Dataset excerpts:
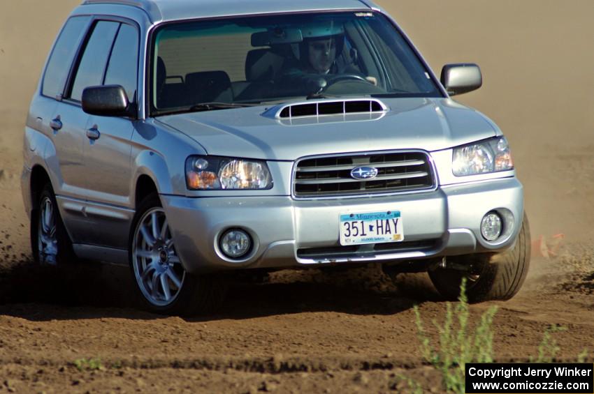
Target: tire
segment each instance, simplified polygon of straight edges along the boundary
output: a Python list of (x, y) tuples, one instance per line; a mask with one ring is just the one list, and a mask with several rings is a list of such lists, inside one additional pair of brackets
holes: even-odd
[(43, 185), (31, 215), (31, 249), (34, 261), (44, 266), (73, 263), (76, 257), (60, 216), (51, 183)]
[(437, 268), (428, 272), (437, 291), (454, 301), (460, 295), (460, 284), (466, 278), (466, 296), (471, 303), (489, 300), (509, 300), (524, 282), (530, 260), (530, 234), (524, 213), (516, 245), (500, 253), (478, 253), (453, 256), (447, 261), (457, 266), (470, 266), (470, 271)]
[(129, 259), (139, 298), (149, 312), (208, 315), (222, 303), (226, 283), (221, 278), (184, 269), (157, 193), (145, 197), (134, 215)]

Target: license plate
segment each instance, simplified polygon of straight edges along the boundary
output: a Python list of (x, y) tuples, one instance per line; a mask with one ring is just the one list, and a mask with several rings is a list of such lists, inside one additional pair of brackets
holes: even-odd
[(340, 245), (400, 242), (403, 240), (400, 211), (340, 215)]

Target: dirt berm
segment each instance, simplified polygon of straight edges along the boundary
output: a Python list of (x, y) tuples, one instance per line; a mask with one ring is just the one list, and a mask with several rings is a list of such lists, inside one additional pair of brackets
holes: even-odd
[[(401, 374), (443, 390), (423, 364), (412, 307), (442, 321), (424, 275), (388, 285), (377, 269), (280, 273), (237, 285), (208, 319), (138, 312), (127, 270), (31, 264), (19, 178), (29, 100), (78, 0), (22, 0), (0, 13), (0, 393), (389, 392)], [(537, 354), (551, 325), (558, 358), (594, 352), (594, 7), (591, 0), (380, 1), (436, 73), (480, 65), (461, 102), (507, 136), (538, 248), (527, 282), (495, 304), (498, 361)], [(563, 234), (560, 236), (559, 234)], [(554, 254), (542, 257), (541, 240)], [(556, 241), (560, 241), (558, 249)]]

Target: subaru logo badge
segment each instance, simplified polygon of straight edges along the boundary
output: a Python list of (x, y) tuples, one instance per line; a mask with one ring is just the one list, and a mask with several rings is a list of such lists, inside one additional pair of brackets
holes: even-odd
[(355, 179), (372, 179), (377, 176), (377, 169), (372, 167), (358, 167), (351, 171), (351, 176)]

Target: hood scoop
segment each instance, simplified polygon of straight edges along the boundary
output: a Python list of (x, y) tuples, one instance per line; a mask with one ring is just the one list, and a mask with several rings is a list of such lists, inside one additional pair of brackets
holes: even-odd
[(308, 100), (276, 105), (262, 114), (262, 116), (276, 119), (294, 119), (325, 115), (347, 115), (350, 114), (382, 114), (388, 111), (385, 104), (377, 99), (349, 99), (339, 100)]

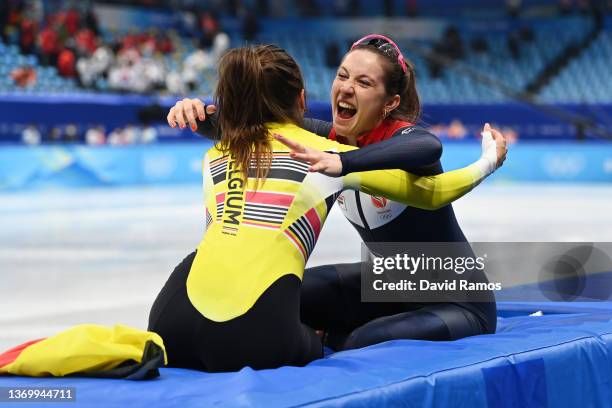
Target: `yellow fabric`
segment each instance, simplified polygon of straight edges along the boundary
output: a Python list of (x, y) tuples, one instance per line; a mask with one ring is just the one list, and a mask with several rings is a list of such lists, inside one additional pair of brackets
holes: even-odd
[[(271, 133), (278, 133), (305, 146), (325, 151), (347, 151), (352, 146), (339, 144), (316, 136), (295, 125), (271, 124)], [(289, 149), (273, 140), (273, 152)], [(289, 226), (314, 208), (321, 224), (327, 217), (325, 198), (345, 188), (361, 190), (377, 196), (385, 196), (414, 207), (435, 209), (447, 205), (473, 188), (484, 175), (477, 166), (443, 173), (437, 176), (419, 177), (400, 170), (354, 173), (343, 178), (326, 177), (309, 173), (300, 183), (291, 180), (268, 179), (260, 183), (258, 193), (283, 193), (294, 197), (280, 228), (254, 228), (243, 222), (245, 190), (254, 188), (255, 180), (249, 178), (246, 188), (240, 189), (242, 177), (230, 163), (224, 181), (214, 184), (210, 173), (211, 162), (223, 157), (216, 148), (208, 151), (204, 165), (206, 208), (212, 223), (198, 246), (198, 251), (187, 278), (187, 293), (191, 303), (207, 318), (222, 322), (246, 313), (261, 294), (276, 280), (287, 274), (300, 279), (308, 253), (292, 242), (295, 234)], [(216, 160), (216, 161), (215, 161)], [(218, 174), (218, 173), (216, 173)], [(231, 180), (233, 179), (233, 180)], [(218, 217), (215, 197), (226, 194), (233, 208), (230, 217), (227, 205)], [(231, 221), (232, 228), (226, 227)], [(262, 223), (265, 224), (265, 223)], [(268, 224), (266, 224), (269, 226)]]
[[(153, 332), (82, 324), (28, 346), (15, 361), (0, 367), (0, 374), (62, 377), (111, 370), (128, 360), (141, 362), (149, 340), (164, 349), (161, 337)], [(164, 361), (168, 361), (165, 349)]]

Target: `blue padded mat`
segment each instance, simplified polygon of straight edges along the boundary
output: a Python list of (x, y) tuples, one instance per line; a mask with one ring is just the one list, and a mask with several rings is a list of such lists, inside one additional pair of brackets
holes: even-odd
[(0, 387), (76, 387), (76, 403), (53, 407), (611, 406), (612, 302), (500, 303), (499, 316), (494, 335), (390, 341), (302, 368), (162, 369), (141, 382), (2, 377)]

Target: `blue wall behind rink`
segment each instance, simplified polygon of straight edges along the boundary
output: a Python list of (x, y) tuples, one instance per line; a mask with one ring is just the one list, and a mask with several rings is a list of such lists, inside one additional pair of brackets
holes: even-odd
[[(11, 146), (0, 149), (0, 191), (201, 183), (210, 142), (128, 147)], [(478, 143), (446, 143), (445, 169), (480, 156)], [(521, 143), (491, 182), (612, 182), (612, 144)]]
[[(156, 124), (160, 141), (194, 140), (198, 137), (189, 130), (171, 129), (165, 122), (165, 113), (178, 100), (174, 97), (155, 98), (142, 95), (76, 94), (76, 95), (0, 95), (0, 142), (19, 142), (23, 129), (35, 124), (43, 135), (54, 126), (75, 124), (82, 135), (89, 127), (103, 125), (107, 133), (116, 127), (138, 123), (138, 112), (152, 104), (164, 112)], [(612, 116), (612, 104), (557, 105), (571, 112), (592, 117), (594, 122), (606, 124)], [(331, 120), (329, 102), (311, 101), (308, 116)], [(472, 132), (477, 133), (485, 122), (509, 126), (521, 139), (573, 139), (575, 127), (551, 117), (535, 108), (518, 103), (483, 105), (425, 105), (422, 120), (425, 125), (448, 124), (460, 119)], [(592, 137), (589, 132), (587, 137)]]

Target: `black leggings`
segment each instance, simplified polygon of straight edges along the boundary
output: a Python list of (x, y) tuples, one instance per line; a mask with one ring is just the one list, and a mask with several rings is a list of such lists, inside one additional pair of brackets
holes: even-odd
[(302, 322), (327, 332), (334, 350), (392, 339), (456, 340), (494, 333), (495, 302), (361, 302), (361, 263), (306, 269), (301, 296)]
[(299, 319), (298, 277), (279, 278), (248, 312), (214, 322), (202, 316), (187, 297), (187, 276), (194, 257), (195, 252), (172, 272), (149, 315), (149, 330), (164, 340), (169, 366), (236, 371), (245, 366), (305, 365), (322, 357), (319, 336)]

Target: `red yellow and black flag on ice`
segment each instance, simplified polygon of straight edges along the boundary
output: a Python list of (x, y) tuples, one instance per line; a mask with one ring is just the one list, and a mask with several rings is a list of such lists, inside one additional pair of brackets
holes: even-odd
[(0, 354), (0, 375), (144, 380), (166, 364), (159, 335), (116, 325), (83, 324)]

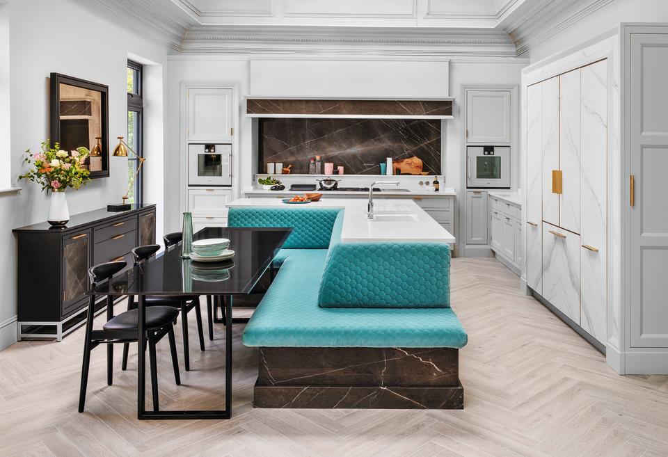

Aim of the task: Rescale the lines starting at the one containing "Target: hood scoop" and ending after the one containing "99), (339, 100)]", reproducing them in full with the requests included. Multiply each polygon coordinate in the answers by 0.9 and round to whole numbers, halves up.

Solution to this exercise:
Target: hood scoop
segment each instance, simplified polygon of straight edges along the boundary
output: a Python list of (x, y) tuples, one instance per line; a mask with one ring is just the one list, and a mask with several rings is a list of such lists, inside one additional pair of brackets
holes: even-odd
[(277, 90), (248, 95), (236, 103), (236, 104), (248, 107), (265, 107), (293, 104), (312, 104), (315, 103), (344, 103), (349, 100), (347, 94), (339, 89), (314, 89), (305, 90)]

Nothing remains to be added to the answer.